● СПИСОК ЗАДАНИЙ
A: Выпишите дословно записи: всё от самого начала вниз до строки с «[(164, 161), (254, 95)]» включительно, а картинки в ответ не вставляйте.
B: Напишите продолжение отрывка о Есенине и народной песне про рябину и дуб, начав сразу после его последнего предложения.

Принцип подстановки известного имени в популярную песню, в которой изначально не было собственного имени, типичен для конца XX века. Если Есенин упомянут в данной песне в качестве автора текста, то другой фигурой (вместо него) в варианте оказывается Мичурин как генетик-селекционер. И, соответственно, появляется куплет:
Ты не стой, рябина,
Не шуми листвою.
Ты не одинока —
Дуб всегда с тобою. [2098]
Упоминание имени Есенина в тексте этой песни не случайно и не единично, хотя и не всегда мотивировано переделанным есенинским сюжетом. В 1999 г. в пансионате «Орбита-2» в Солнечногорском р-не Московской обл. нами записаны два «дополнительных» последних куплета суриковской песни (уже не контаминированной с есенинским текстом):
Но однажды ночью
Треск такой раздался:
Это дуб к рябине
Ночью перебрался.
И от этой дружбы
Плод такой родился,
Что и сам Есенин
Сильно удивился. [2099]
Примечательно, что Есенин ценил творчество крестьянского поэта И. З. Сурикова (1841–1880) и входил в Суриковский музыкально-литературный кружок, существовавший в 1903–1933 годы. Образ плодового дерева в песне заставляет односельчан Есенина и всех почитателей его творчества вспомнить о реальном событии, ставшем преданием в Константинове: «Как памятник погибшим собратьям, стоит возле крошечного слепого амбарчика одинокая яблонька, которую, как говорят, посадил Сергей Есенин» [2100] (яблоня не сохранилась до наших дней).
Георгий Чулков в статье «Лилия и роза» (из статейной подборки 1905–1911 гг.) показывал сущность поэтов на примере образов древесных листьев: «Это сухие, истлевшие листья на живом дереве, вершина которого обращена к солнцу. И самые зеленеющие листья, пьющие влагу дерева и ведающие ласку багряных лучей, – это поэты». [2101]
Что касается «древесной тематики» фольклоризованной песни, то она частично соотносится с одной из магистральных линий творчества Есенина, оказывается родственной фольклорным образам сакрального дерева в народных обрядах и восходит в конечном итоге к культу «мирового древа». Образ «надмирного древа» в теоретической литературно-философской статье Есенина «Ключи Марии» (1918) является формирующим главную мысль автора и порождающим его индивидуальную концепцию, пробившуюся ростками из суждений русских символистов и мистического учения немца Рудольфа Штейнера.

● ИСХОДНЫЕ ЗАПИСИ
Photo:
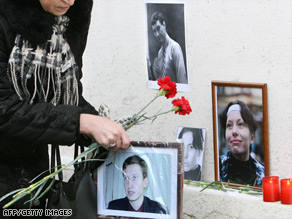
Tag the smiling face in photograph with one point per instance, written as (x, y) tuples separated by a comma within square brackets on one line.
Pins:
[(134, 183), (159, 31), (238, 136)]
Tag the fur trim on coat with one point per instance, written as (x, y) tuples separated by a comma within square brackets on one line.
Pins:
[(27, 18)]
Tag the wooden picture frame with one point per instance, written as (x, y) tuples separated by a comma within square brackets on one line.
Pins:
[(164, 161), (254, 95)]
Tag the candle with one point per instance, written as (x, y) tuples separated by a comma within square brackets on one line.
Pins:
[(286, 191), (271, 189)]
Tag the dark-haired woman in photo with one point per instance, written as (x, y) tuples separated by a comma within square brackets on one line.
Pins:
[(237, 165)]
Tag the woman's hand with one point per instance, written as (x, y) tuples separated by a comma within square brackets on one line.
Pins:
[(104, 131)]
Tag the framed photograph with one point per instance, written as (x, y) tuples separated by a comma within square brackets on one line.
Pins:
[(194, 146), (240, 126), (144, 181), (166, 42)]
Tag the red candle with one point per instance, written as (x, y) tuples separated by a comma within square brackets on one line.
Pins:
[(286, 191), (271, 188)]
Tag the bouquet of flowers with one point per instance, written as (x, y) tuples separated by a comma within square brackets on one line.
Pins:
[(167, 89)]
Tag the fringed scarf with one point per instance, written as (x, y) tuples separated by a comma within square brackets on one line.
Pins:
[(47, 73)]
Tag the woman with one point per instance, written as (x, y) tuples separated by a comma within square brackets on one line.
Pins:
[(237, 165), (193, 150), (41, 102)]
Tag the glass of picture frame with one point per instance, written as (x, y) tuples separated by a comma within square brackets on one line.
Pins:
[(254, 96), (161, 186)]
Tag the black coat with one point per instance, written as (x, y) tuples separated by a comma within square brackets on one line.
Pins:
[(27, 129), (150, 206)]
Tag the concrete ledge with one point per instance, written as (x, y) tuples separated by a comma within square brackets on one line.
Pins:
[(213, 204)]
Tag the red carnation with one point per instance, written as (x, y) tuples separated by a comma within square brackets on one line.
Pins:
[(181, 106), (167, 87)]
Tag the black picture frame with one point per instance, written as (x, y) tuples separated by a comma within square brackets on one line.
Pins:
[(255, 96), (165, 177)]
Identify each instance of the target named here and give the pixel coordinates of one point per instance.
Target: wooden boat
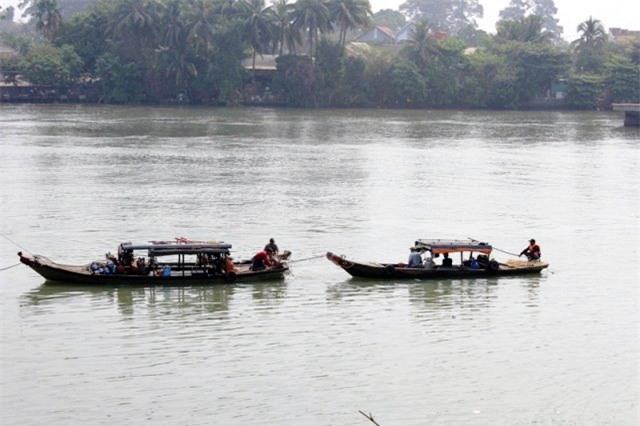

● ОТВЕТЫ ПО ПОРЯДКУ
A:
Photo:
Tag the smiling face in photograph with one point per instance, written as (x, y) tuples separated by a comma within square brackets on one line.
Pins:
[(134, 183), (159, 31), (238, 136)]
Tag the fur trim on coat with one point per instance, written as (x, y) tuples separated by a comma within square brackets on one line.
Pins:
[(27, 18)]
Tag the wooden picture frame with one point per instance, written as (x, y) tuples separated by a comma within square brackets on one line.
Pins:
[(164, 161), (254, 95)]

B:
В книге Р. Штейнера «Мистика. На заре духовной жизни нового времени и ее отношение к современным мировоззрениям» (Берлин, 1901), имевшейся в библиотеке Есенина (см. перечень книг в ГМЗЕ), наиболее созвучным мироощущению русского поэта оказался основополагающий тезис:
Вот стоит дерево. Я воспринимаю его в мой дух. <…> Дерево становится во мне чем-то бóльшим, чем вне меня. То, что входит от него через врата внешних чувств, включается в некое духовное содержание. Идеальный противообраз дерева находится во мне. Он говорит о дереве бесконечно многое, чего не может мне сказать дерево вне меня. Только из меня сияет дереву то, чтó оно есть. Теперь дерево уже не отдельное существо, каким оно является вовне, в пространстве. Оно становится членом всего духовного мира, живущего во мне. <…> Оно становится членом всего мира идей, обнимающего царство растений; оно включается, далее, в лестницу всего живого (с. 16–17).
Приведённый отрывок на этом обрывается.